CONSIGNE |
Reproduisez tel quel le passage du texte sur le sous-développement qui commence par « À noter que » et se termine par « 1972, p. 238) ».

EXTRAIT DU TEXTE |
== == ==

Or, contrairement à ce qu’a édicté le président Truman, à la suite des économistes conventionnels de l’époque, le sous-développement n’est ni un retard ni une différence d’étape dans la croissance économique. C’est plutôt une différence de position et de fonction à l’intérieur de la structure économique mondiale. La fonction des pays du Tiers-Monde dans ce système consiste à fournir des matières premières et une main-d’œuvre bon marché, ainsi qu’un vaste débouché pour les biens et services des pays industrialisés. 

À noter que les pays aujourd’hui industrialisés ont pu passer par des périodes de stagnation et de non-développement, « mais ils n’ont jamais connu le sous-développement au sens actuel du terme ». (Merci André Gunder Frank, Le développement du sous-développement, Paris, Maspero, 1972, p. 238)  

Le véritable nom 
du sous-développement, 
c’est la dépossession et la dépendance organisées. Le développement, 
c’est le faire soi-même

Ce sont les outils qui lancent toute avancée dans la production de biens et de services. Des outils que la communauté peut et doit contrôler. Pour connaître les ressorts de ces outils, elle doit les inventer et les fabriquer elle-même. Ou encore, si elle les emprunte d’une autre société, il faut qu’en les acquérant elle apprenne à les contrôler.

== == ==

DONNÉES DISPONIBLES |
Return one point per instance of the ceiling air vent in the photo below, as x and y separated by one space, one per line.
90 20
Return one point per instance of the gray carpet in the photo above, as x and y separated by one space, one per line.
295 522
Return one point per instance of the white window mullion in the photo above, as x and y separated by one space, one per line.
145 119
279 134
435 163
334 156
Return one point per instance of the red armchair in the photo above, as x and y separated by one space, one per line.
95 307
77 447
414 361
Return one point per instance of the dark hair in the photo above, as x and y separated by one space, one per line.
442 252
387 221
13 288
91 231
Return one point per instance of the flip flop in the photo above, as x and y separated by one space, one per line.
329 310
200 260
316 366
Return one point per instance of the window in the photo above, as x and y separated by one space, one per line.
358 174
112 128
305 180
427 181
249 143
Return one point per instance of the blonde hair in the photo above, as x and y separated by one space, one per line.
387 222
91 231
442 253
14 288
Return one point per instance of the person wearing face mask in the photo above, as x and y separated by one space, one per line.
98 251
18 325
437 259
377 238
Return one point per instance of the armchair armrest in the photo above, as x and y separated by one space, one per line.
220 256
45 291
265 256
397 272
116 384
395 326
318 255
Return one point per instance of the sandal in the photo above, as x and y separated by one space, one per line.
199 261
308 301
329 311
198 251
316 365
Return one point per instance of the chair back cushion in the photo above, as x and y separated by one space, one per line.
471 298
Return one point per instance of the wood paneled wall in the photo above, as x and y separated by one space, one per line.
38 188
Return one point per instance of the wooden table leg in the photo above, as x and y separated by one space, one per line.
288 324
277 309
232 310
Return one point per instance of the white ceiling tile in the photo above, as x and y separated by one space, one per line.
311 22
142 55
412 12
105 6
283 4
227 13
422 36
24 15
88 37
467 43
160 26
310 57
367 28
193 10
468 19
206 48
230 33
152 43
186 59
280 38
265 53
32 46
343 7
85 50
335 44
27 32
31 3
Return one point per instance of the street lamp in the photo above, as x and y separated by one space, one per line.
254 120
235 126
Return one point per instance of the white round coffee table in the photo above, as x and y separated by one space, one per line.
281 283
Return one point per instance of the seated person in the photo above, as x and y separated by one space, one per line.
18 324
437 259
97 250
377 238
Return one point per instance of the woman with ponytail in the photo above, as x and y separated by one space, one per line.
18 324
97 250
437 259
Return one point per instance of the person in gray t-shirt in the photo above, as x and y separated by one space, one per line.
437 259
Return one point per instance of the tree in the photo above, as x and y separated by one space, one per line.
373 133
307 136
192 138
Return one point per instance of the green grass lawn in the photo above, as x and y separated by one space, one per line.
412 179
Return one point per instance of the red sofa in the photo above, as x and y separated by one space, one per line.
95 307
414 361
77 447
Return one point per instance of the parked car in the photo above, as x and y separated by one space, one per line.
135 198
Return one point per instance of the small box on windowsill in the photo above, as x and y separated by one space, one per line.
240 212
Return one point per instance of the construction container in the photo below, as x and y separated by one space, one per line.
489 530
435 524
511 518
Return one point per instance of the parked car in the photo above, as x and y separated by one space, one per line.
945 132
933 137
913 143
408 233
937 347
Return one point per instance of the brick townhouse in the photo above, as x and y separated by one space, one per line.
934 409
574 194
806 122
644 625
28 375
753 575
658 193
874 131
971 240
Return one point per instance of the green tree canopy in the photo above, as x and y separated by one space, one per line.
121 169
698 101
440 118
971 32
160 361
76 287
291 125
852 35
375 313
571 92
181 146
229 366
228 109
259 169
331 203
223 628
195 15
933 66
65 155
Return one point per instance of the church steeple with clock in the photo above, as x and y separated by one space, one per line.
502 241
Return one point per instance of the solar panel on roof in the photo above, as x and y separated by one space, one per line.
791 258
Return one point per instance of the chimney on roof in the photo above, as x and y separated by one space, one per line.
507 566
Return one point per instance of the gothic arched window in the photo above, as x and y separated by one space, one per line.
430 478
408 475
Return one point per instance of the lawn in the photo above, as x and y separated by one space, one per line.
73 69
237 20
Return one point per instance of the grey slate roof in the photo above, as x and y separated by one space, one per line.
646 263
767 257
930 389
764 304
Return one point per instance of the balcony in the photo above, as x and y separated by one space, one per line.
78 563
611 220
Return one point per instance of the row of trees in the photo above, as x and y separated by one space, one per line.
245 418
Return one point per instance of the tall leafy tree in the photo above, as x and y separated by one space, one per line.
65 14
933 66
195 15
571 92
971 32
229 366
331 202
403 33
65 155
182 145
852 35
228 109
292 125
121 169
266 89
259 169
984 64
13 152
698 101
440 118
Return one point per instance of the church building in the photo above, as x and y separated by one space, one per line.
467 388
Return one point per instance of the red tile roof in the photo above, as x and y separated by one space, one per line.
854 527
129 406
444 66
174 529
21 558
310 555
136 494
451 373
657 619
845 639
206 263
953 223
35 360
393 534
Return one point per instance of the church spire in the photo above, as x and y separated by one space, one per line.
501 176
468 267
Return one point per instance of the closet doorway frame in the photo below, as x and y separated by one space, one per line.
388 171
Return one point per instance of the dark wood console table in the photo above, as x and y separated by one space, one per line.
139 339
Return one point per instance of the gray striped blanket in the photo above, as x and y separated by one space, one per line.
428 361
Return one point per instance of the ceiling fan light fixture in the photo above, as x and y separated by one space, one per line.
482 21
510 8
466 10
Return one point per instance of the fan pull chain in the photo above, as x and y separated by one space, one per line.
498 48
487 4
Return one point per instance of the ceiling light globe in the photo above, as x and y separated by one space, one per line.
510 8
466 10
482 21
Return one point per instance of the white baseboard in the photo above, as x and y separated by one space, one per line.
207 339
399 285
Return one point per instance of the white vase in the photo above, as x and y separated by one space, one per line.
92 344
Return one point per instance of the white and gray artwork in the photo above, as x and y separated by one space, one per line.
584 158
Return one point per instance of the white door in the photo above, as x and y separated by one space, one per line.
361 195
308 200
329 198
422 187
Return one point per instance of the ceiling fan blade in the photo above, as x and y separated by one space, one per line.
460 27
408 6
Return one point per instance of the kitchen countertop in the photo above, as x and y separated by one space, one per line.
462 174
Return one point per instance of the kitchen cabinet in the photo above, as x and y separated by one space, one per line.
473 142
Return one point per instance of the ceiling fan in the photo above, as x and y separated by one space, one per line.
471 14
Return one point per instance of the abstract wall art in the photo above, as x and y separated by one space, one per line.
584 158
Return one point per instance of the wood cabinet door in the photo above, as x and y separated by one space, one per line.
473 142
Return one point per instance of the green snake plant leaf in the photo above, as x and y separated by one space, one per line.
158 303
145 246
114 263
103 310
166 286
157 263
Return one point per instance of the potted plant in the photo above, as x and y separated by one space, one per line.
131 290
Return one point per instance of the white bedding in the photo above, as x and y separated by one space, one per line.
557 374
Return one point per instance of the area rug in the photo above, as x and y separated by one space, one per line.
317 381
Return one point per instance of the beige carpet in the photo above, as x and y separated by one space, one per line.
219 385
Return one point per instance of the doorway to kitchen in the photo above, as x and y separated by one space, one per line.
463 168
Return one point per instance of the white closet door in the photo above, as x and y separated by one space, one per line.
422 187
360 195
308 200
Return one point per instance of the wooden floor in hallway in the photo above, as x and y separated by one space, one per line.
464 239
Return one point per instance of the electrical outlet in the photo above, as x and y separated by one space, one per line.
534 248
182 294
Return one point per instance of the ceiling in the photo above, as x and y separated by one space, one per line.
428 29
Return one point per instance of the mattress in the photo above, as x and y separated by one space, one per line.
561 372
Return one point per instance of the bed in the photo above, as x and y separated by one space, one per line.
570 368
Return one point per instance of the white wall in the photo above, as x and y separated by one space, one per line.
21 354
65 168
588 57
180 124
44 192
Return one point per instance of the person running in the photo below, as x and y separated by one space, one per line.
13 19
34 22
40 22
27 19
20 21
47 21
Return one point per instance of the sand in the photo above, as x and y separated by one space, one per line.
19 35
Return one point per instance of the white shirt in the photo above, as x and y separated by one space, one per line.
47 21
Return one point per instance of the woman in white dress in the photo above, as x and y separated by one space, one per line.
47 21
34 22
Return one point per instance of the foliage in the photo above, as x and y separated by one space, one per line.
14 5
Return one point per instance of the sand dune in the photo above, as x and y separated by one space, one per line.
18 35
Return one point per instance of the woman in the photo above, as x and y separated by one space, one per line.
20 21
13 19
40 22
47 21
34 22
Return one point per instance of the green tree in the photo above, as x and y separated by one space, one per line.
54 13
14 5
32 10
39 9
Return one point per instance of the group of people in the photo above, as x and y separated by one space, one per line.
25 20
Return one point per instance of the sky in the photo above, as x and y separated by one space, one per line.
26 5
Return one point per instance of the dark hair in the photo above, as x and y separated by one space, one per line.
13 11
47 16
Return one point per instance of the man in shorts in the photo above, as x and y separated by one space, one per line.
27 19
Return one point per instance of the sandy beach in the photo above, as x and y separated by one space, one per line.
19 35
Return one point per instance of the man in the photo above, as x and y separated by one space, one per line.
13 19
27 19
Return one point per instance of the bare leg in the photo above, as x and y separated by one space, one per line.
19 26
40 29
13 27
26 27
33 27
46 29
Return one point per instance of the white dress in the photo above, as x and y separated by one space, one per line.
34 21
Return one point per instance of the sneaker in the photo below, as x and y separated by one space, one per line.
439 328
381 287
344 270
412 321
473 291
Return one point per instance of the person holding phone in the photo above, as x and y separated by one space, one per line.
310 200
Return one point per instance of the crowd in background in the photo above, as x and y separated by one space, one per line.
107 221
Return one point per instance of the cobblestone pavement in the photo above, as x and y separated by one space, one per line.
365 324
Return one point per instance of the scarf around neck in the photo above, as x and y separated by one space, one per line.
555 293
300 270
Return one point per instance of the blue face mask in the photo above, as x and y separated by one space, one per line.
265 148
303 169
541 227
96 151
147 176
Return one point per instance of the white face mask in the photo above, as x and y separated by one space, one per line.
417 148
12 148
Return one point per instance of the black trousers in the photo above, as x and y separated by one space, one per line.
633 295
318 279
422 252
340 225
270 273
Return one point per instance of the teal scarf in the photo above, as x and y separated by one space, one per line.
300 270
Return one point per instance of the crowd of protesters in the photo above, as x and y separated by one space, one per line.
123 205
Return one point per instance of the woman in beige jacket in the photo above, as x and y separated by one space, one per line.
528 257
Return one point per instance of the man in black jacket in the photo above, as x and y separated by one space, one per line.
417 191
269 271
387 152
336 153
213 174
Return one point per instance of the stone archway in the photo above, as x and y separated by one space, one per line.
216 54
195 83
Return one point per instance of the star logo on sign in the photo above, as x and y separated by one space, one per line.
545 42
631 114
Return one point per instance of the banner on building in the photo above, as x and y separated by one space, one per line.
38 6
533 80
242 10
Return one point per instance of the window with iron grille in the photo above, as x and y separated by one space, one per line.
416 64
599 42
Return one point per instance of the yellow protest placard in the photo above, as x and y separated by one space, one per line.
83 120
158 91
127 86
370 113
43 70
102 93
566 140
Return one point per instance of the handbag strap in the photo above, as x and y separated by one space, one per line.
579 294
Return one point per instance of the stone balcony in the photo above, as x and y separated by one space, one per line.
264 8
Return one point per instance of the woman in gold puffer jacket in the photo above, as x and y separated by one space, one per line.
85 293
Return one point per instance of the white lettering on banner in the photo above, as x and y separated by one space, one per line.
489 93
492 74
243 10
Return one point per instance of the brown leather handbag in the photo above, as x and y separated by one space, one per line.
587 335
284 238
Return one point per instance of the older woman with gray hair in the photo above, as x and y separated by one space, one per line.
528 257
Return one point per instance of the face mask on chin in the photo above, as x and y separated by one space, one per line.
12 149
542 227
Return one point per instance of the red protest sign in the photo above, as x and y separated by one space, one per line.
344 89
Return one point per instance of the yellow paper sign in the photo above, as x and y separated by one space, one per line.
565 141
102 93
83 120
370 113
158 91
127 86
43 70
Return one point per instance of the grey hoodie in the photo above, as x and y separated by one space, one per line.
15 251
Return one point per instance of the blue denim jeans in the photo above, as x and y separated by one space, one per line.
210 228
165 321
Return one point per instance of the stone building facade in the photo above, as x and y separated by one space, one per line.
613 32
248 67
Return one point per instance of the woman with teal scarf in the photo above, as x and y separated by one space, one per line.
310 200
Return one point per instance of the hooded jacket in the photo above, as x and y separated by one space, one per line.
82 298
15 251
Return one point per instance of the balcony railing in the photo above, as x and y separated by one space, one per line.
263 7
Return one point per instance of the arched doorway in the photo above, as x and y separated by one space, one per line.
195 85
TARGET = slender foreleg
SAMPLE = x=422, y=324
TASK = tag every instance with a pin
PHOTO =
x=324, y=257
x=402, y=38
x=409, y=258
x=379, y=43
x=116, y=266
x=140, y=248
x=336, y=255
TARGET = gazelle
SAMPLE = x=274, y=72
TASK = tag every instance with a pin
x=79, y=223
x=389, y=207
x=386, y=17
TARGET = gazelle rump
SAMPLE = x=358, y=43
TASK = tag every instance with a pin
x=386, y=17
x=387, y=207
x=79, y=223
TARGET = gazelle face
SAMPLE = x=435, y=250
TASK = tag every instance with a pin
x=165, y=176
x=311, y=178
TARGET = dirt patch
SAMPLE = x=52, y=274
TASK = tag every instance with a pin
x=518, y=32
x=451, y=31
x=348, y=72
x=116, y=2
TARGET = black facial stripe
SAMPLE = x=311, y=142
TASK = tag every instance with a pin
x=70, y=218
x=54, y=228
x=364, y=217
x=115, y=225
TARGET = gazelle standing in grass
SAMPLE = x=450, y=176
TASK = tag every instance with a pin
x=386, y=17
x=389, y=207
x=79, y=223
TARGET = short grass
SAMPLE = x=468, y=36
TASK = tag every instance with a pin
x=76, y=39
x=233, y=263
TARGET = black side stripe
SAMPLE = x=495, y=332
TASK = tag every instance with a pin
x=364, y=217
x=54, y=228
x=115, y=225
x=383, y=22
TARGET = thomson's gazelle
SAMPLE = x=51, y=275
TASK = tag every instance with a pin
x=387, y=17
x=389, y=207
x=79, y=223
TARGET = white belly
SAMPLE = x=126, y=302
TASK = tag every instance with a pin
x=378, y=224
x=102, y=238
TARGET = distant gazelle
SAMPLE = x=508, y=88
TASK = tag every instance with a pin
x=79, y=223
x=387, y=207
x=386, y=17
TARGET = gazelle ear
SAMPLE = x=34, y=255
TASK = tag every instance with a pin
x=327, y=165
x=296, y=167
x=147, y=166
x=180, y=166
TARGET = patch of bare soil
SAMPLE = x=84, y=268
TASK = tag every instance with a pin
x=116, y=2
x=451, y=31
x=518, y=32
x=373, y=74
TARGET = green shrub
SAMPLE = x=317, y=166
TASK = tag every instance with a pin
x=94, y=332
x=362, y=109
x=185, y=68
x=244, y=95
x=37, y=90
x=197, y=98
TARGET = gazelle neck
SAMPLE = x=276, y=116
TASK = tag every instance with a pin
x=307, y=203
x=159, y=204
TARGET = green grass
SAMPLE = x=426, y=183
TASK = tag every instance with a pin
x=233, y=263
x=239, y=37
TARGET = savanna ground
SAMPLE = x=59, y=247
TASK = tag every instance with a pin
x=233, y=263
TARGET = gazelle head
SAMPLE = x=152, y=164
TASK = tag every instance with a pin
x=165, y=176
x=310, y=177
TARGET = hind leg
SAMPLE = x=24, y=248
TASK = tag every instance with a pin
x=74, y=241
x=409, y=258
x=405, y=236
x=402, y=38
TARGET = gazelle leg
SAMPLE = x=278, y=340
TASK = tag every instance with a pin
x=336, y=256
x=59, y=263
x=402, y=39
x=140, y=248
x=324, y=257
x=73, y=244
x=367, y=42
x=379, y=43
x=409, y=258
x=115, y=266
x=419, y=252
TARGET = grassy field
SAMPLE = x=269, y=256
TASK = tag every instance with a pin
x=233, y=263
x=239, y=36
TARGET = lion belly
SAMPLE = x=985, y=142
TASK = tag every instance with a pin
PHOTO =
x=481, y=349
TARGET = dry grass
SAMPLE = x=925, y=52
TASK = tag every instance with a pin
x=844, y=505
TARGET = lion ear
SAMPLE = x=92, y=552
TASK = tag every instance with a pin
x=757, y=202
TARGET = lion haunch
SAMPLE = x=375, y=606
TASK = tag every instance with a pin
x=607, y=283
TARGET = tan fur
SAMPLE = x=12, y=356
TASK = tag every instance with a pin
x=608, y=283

== == ==

CORRIGÉ |
À noter que les pays aujourd’hui industrialisés ont pu passer par des périodes de stagnation et de non-développement, « mais ils n’ont jamais connu le sous-développement au sens actuel du terme ». (Merci André Gunder Frank, Le développement du sous-développement, Paris, Maspero, 1972, p. 238)